▶ [WORK INSTRUCTION] Using the entries below, output exactly the lines from the one containing "stainless steel counter" through the final line, both included, and no others.

▶ [Items from a dataset]
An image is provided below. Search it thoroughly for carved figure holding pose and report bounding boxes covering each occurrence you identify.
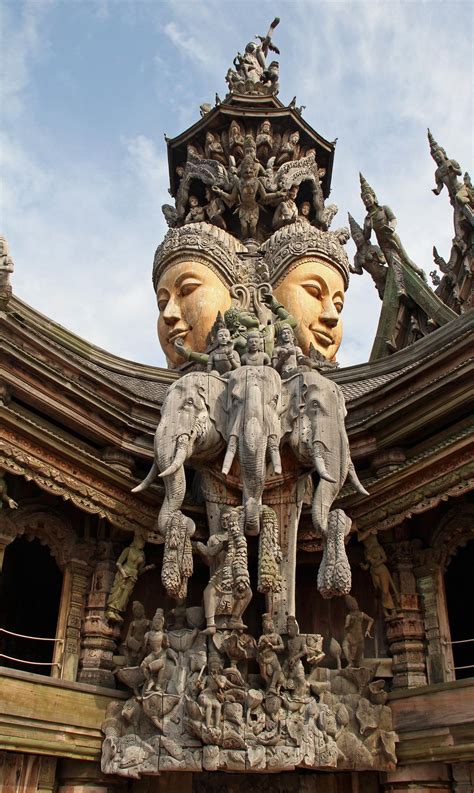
[141,608,170,691]
[195,507,252,635]
[286,616,308,697]
[184,196,206,225]
[271,322,304,377]
[361,534,399,617]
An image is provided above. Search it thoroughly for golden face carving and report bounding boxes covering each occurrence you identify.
[273,257,345,361]
[156,259,232,368]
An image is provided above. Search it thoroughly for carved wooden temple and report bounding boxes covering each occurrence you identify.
[1,20,473,793]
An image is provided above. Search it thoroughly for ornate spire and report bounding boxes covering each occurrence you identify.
[347,212,363,239]
[359,172,376,201]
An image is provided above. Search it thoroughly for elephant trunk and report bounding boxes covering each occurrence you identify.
[241,409,266,535]
[156,432,192,535]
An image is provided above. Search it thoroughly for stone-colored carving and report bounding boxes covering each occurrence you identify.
[0,236,14,310]
[106,534,154,623]
[241,329,271,366]
[121,600,150,667]
[140,607,167,692]
[204,326,241,376]
[361,534,399,617]
[257,505,282,604]
[195,506,252,634]
[257,613,285,693]
[205,131,226,165]
[212,139,285,240]
[360,173,426,289]
[348,212,387,299]
[226,18,280,96]
[271,323,305,377]
[317,509,352,598]
[276,131,300,167]
[342,595,374,667]
[162,511,195,599]
[222,365,282,533]
[272,185,299,230]
[184,195,206,224]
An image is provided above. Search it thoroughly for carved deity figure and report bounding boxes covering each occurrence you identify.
[184,195,206,225]
[122,601,150,666]
[229,120,245,160]
[342,595,374,667]
[196,656,230,729]
[299,200,312,223]
[271,322,304,377]
[195,507,252,634]
[256,119,274,162]
[285,616,309,697]
[212,139,284,239]
[428,130,474,243]
[348,213,387,299]
[359,173,426,291]
[361,534,399,617]
[205,327,241,376]
[204,131,226,164]
[141,608,168,691]
[273,184,300,230]
[106,535,154,623]
[241,330,271,366]
[257,613,285,693]
[204,186,226,229]
[276,131,300,166]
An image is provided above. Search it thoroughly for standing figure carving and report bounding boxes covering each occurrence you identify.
[195,507,252,634]
[342,595,374,667]
[106,535,154,623]
[257,613,286,693]
[361,534,399,617]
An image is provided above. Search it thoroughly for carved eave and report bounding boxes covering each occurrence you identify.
[330,310,473,535]
[166,98,336,199]
[369,263,457,361]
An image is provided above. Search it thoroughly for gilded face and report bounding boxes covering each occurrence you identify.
[273,257,345,361]
[156,260,231,368]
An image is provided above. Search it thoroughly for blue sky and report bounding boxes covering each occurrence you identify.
[1,0,472,368]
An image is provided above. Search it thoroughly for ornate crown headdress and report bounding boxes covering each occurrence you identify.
[261,220,350,289]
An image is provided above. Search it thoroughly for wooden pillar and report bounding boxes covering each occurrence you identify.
[415,550,455,684]
[385,540,427,688]
[78,542,119,688]
[53,558,89,681]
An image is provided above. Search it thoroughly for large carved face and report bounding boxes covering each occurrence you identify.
[156,260,232,368]
[273,257,345,361]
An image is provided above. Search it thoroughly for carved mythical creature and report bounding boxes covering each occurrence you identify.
[227,18,280,96]
[348,213,387,299]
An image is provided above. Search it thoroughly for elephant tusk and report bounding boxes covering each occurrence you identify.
[159,435,190,478]
[347,462,369,496]
[312,451,337,484]
[131,461,158,493]
[222,435,238,476]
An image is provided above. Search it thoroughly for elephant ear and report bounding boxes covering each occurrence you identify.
[197,373,228,440]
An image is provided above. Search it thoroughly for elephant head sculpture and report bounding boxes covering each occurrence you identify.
[132,372,227,534]
[221,365,282,534]
[282,370,368,537]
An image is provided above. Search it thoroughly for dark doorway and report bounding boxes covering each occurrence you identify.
[444,538,474,680]
[0,536,63,675]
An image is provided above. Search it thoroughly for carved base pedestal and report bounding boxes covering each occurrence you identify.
[386,598,427,689]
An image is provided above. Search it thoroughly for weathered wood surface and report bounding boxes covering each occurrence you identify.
[0,668,125,761]
[390,678,474,764]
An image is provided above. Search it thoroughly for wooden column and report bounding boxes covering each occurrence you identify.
[415,550,455,684]
[385,540,427,688]
[78,542,119,688]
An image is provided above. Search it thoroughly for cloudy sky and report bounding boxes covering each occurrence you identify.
[2,0,472,369]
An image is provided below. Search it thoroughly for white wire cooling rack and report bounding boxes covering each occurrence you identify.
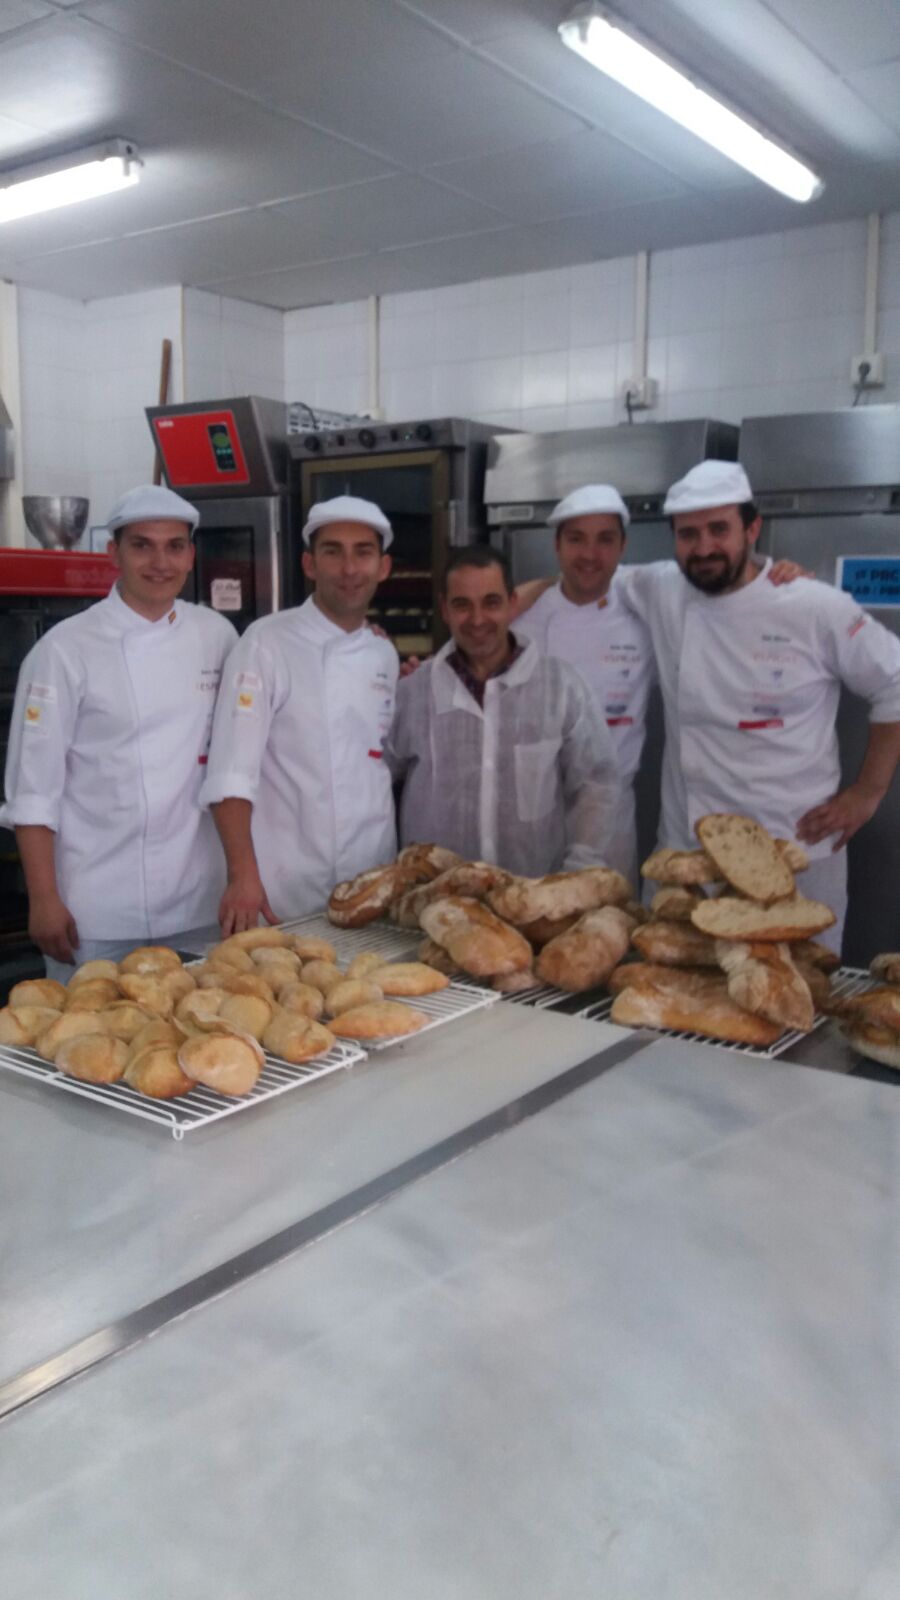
[570,965,874,1060]
[274,912,422,965]
[0,1038,364,1140]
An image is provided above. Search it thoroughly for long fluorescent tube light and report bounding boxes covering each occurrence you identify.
[559,5,823,203]
[0,139,141,224]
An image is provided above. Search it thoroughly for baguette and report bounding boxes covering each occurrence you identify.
[640,847,723,886]
[536,907,634,993]
[486,866,630,926]
[696,814,795,904]
[632,920,720,968]
[610,974,782,1046]
[419,896,532,978]
[691,896,836,942]
[715,940,815,1033]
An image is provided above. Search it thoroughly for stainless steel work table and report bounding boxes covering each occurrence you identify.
[0,1002,626,1386]
[2,1037,899,1600]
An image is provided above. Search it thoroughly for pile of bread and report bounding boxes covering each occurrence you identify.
[329,844,642,993]
[832,953,900,1069]
[0,928,450,1100]
[608,814,839,1045]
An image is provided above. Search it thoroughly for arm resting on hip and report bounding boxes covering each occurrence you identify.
[796,721,900,850]
[15,824,79,964]
[211,798,278,934]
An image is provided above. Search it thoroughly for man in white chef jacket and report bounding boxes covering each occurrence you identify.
[384,545,621,876]
[617,459,900,951]
[1,485,237,979]
[511,484,654,885]
[200,495,398,932]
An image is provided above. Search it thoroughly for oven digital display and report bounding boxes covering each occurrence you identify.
[208,422,238,473]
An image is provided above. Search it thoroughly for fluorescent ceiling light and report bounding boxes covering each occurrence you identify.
[559,5,823,203]
[0,139,141,224]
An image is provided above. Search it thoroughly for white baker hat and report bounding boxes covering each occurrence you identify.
[663,459,754,516]
[301,494,393,549]
[548,483,630,530]
[107,483,200,534]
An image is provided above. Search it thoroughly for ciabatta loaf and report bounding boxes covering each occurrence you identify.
[536,906,635,993]
[696,814,795,903]
[691,896,836,942]
[632,920,720,968]
[487,866,630,926]
[715,940,815,1033]
[419,896,532,978]
[610,972,782,1046]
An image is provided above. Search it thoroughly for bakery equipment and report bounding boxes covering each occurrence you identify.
[146,395,295,632]
[22,495,90,550]
[290,417,508,656]
[740,407,900,965]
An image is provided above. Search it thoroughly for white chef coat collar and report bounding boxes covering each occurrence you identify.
[296,593,372,645]
[103,582,184,635]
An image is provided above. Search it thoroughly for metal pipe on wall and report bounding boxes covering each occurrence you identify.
[367,293,381,419]
[863,211,880,358]
[633,249,649,384]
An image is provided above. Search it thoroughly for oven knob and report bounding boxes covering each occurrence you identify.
[358,428,376,449]
[415,423,432,442]
[303,434,320,451]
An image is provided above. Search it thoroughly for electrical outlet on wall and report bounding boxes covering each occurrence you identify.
[622,376,658,410]
[851,352,885,389]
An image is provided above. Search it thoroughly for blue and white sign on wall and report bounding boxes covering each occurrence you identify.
[836,556,900,609]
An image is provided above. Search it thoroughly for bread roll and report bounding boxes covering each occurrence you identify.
[640,847,722,886]
[212,971,276,1003]
[329,1001,428,1040]
[68,960,120,986]
[648,886,705,924]
[124,1044,194,1099]
[118,946,182,976]
[328,863,405,927]
[255,962,304,996]
[205,942,257,974]
[301,960,345,995]
[9,977,66,1010]
[291,936,338,965]
[250,946,302,973]
[175,988,226,1031]
[346,951,385,980]
[870,953,900,987]
[129,1019,181,1058]
[227,928,292,951]
[416,938,458,977]
[178,1030,264,1096]
[610,972,782,1045]
[100,1002,157,1042]
[325,978,384,1017]
[36,1010,111,1061]
[278,981,326,1020]
[419,896,532,978]
[632,920,719,968]
[715,940,815,1033]
[837,1018,900,1070]
[536,906,634,993]
[261,1010,335,1063]
[487,866,631,927]
[118,973,178,1018]
[0,1005,60,1046]
[56,1033,128,1084]
[64,978,121,1011]
[691,896,836,942]
[695,814,795,904]
[391,862,506,929]
[365,962,450,997]
[219,993,274,1041]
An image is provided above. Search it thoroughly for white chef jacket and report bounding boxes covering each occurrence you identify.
[383,637,622,876]
[515,577,654,783]
[0,586,236,940]
[617,559,900,858]
[199,597,398,919]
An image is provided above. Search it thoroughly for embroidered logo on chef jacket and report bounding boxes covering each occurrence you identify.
[23,701,47,735]
[234,668,261,715]
[26,681,56,703]
[848,613,867,639]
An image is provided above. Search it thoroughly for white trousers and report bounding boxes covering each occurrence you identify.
[798,851,848,958]
[601,784,639,893]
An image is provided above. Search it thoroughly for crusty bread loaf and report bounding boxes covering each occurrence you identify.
[871,953,900,987]
[696,814,795,904]
[328,863,405,927]
[691,896,836,942]
[606,961,667,994]
[490,969,538,994]
[833,985,900,1030]
[536,906,635,993]
[776,838,809,873]
[395,842,464,883]
[486,866,631,926]
[391,862,506,928]
[640,847,723,886]
[610,973,782,1045]
[715,940,815,1033]
[793,960,833,1012]
[837,1017,900,1069]
[649,886,705,924]
[518,912,580,947]
[632,920,720,968]
[417,937,458,977]
[419,896,532,978]
[792,939,840,974]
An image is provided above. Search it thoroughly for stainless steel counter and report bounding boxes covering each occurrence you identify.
[2,1038,899,1599]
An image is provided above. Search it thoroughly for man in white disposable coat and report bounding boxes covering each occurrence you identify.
[1,485,237,979]
[200,496,398,931]
[512,484,654,884]
[384,545,621,875]
[616,459,900,950]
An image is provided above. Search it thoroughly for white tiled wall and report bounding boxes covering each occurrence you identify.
[183,288,284,404]
[17,287,90,504]
[283,212,900,431]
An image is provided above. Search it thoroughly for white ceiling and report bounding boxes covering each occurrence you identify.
[1,0,900,308]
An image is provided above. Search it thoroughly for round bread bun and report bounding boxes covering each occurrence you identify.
[277,981,326,1020]
[128,1019,181,1059]
[125,1044,195,1099]
[328,863,404,928]
[325,978,384,1017]
[36,1010,111,1061]
[99,1002,156,1042]
[365,962,450,997]
[345,951,384,980]
[301,960,345,995]
[255,963,306,997]
[177,1030,263,1096]
[329,1001,428,1040]
[290,936,338,965]
[0,1005,60,1046]
[118,945,183,976]
[64,978,121,1012]
[68,960,120,987]
[212,971,276,1003]
[262,1010,335,1063]
[218,993,274,1041]
[159,968,196,1002]
[227,928,292,951]
[205,943,256,974]
[55,1033,128,1084]
[9,977,66,1010]
[250,946,302,973]
[175,988,227,1032]
[118,973,178,1018]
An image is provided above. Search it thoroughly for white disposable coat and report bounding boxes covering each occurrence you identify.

▶ [COMPLETED EXERCISE]
An image is provided above. Search it thoroughly for stainless steel counter and report bounding boxes covering each occurrence you identify.
[2,1038,899,1599]
An image is provided above. Search it thoroughly for man in white disposable coat and report bounding boxes covering each occurrence you identify.
[1,485,237,979]
[200,496,398,931]
[512,484,654,884]
[384,545,621,875]
[616,459,900,950]
An image is provided above. Search it thoroughly for white tiled wall and report bounding boxes covering each occurrence you identify.
[183,288,284,404]
[17,287,90,504]
[283,212,900,431]
An image is provided above. Search it thoroughly for white ceiling and report bounding boxes covering each occurrence you identify.
[1,0,900,308]
An image is provided above. Search it thoroughly for round bread bun and report bounding boxes covering each occurrence you identify.
[277,981,326,1020]
[128,1019,181,1059]
[125,1044,195,1099]
[328,863,404,928]
[325,978,384,1017]
[36,1010,111,1061]
[99,1002,156,1042]
[365,962,450,997]
[345,951,384,980]
[301,960,345,995]
[255,963,306,997]
[177,1030,263,1096]
[329,1001,428,1040]
[290,936,338,965]
[0,1005,60,1046]
[118,945,183,976]
[64,978,121,1012]
[68,960,120,987]
[212,971,276,1003]
[262,1010,335,1063]
[218,993,274,1041]
[159,968,196,1002]
[227,928,292,951]
[205,943,256,974]
[55,1033,128,1084]
[9,977,66,1010]
[250,946,302,973]
[175,988,227,1032]
[118,973,178,1018]
An image is provided above. Search it thoroughly for white disposable coat and report bounding boxes covering each occurrence you identify.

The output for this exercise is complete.